Rewrite the lines of the records that begin with the line containing "Where can the red firefighter" and run through the end of the records, swapping "trousers" for "pants" and leaving everything else unchanged.

+ + + +

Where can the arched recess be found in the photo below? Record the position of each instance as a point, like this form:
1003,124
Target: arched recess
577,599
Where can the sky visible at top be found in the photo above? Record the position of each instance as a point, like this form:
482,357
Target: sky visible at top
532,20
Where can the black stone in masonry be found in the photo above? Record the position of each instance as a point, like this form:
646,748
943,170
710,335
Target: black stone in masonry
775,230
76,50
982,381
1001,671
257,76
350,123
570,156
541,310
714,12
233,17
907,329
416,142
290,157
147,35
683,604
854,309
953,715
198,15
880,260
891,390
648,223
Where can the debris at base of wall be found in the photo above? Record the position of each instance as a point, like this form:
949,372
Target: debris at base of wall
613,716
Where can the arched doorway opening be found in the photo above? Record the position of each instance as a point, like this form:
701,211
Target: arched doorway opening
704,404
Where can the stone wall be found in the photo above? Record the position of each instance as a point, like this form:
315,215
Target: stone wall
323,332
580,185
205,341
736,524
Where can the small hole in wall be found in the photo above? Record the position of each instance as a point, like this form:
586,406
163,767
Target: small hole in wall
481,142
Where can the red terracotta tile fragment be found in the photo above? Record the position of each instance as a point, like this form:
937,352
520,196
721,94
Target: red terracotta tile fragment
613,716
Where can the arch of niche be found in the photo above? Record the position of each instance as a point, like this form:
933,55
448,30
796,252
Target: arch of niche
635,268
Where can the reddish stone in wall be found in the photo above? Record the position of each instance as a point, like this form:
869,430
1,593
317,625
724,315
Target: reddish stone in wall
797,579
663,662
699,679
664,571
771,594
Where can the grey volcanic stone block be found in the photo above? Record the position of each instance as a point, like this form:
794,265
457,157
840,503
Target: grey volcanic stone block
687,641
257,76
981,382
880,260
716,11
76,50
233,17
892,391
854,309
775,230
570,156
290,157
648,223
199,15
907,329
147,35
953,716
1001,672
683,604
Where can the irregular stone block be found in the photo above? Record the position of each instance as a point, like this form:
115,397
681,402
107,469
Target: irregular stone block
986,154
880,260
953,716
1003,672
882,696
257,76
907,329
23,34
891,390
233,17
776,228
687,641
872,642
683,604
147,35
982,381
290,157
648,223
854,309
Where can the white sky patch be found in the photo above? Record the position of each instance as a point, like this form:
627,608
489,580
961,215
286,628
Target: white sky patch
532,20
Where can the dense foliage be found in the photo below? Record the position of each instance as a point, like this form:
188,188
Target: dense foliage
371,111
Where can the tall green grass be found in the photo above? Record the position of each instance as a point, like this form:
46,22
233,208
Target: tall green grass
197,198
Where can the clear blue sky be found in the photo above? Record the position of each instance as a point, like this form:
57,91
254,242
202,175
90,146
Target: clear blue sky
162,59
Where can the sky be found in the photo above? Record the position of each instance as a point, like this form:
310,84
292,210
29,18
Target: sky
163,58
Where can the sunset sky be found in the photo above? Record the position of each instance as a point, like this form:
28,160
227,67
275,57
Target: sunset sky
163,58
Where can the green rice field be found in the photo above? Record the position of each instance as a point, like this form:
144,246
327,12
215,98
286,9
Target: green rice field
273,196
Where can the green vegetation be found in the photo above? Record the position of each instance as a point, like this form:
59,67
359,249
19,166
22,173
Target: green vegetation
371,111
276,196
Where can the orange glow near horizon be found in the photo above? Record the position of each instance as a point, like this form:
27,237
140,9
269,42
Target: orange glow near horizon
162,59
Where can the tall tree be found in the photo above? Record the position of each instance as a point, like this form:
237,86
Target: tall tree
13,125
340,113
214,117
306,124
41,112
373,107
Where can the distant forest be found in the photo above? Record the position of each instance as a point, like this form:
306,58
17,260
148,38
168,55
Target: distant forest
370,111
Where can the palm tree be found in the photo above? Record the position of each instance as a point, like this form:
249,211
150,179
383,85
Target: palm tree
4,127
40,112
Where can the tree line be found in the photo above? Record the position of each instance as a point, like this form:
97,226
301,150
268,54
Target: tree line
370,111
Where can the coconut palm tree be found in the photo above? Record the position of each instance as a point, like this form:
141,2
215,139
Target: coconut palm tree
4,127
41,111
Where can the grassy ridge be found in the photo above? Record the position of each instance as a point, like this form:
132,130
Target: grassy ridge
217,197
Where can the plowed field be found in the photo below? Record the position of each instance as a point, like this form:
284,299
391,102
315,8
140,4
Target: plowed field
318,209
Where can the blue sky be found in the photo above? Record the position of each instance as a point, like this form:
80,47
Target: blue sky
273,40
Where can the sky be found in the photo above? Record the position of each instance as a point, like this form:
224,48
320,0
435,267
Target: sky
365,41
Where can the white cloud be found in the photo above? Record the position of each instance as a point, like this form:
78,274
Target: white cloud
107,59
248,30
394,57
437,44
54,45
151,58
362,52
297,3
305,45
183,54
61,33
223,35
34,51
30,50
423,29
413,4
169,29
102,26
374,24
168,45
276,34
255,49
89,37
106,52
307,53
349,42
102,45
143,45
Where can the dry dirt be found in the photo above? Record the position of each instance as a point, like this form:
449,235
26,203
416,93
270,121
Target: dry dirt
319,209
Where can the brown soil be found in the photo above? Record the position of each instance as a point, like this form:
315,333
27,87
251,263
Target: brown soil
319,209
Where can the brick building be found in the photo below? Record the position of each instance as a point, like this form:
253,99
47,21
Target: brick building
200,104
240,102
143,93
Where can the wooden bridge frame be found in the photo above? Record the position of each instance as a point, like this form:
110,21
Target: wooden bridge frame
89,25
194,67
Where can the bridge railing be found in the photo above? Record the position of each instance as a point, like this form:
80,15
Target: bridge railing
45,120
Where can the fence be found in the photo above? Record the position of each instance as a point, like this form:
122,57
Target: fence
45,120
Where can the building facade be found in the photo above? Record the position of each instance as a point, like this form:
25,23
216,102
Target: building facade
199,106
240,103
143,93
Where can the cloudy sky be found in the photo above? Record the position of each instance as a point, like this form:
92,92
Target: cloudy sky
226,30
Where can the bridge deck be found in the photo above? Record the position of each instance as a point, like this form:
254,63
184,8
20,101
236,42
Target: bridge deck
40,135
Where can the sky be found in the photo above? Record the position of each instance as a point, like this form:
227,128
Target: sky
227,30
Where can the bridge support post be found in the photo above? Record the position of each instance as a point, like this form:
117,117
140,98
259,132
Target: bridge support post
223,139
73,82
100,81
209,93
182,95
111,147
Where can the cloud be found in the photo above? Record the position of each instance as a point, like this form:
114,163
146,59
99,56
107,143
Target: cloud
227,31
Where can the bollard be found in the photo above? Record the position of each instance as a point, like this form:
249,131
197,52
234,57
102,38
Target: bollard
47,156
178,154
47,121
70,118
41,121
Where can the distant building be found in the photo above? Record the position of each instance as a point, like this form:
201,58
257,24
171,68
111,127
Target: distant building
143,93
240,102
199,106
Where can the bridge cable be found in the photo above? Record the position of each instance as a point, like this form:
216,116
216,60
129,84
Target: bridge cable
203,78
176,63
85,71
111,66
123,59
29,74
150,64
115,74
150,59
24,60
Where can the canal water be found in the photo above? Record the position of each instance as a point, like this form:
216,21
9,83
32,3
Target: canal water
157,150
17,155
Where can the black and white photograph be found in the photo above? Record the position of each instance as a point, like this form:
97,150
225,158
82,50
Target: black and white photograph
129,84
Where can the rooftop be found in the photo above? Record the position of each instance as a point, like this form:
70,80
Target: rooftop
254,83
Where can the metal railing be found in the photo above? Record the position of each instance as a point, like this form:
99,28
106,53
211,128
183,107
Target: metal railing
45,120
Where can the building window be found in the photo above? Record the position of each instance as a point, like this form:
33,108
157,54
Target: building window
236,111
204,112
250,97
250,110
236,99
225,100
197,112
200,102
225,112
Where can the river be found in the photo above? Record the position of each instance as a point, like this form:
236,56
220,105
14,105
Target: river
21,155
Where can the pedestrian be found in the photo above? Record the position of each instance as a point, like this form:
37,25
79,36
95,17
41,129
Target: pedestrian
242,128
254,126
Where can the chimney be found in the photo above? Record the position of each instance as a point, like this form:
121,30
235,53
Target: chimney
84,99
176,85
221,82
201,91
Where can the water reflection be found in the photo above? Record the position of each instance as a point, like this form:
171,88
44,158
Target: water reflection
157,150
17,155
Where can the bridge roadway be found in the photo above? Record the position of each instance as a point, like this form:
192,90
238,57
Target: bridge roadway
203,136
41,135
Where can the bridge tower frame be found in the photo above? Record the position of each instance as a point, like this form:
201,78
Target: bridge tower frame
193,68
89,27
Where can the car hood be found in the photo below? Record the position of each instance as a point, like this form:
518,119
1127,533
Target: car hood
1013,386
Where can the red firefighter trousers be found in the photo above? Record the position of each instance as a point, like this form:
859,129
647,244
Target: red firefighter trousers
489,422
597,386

+ + + +

:: FINAL RESULT ::
Where can the red firefighter pants be found in the photo above? Record the position of each instance as a point, like this form:
859,129
647,244
Target: red firefighter pants
489,422
597,386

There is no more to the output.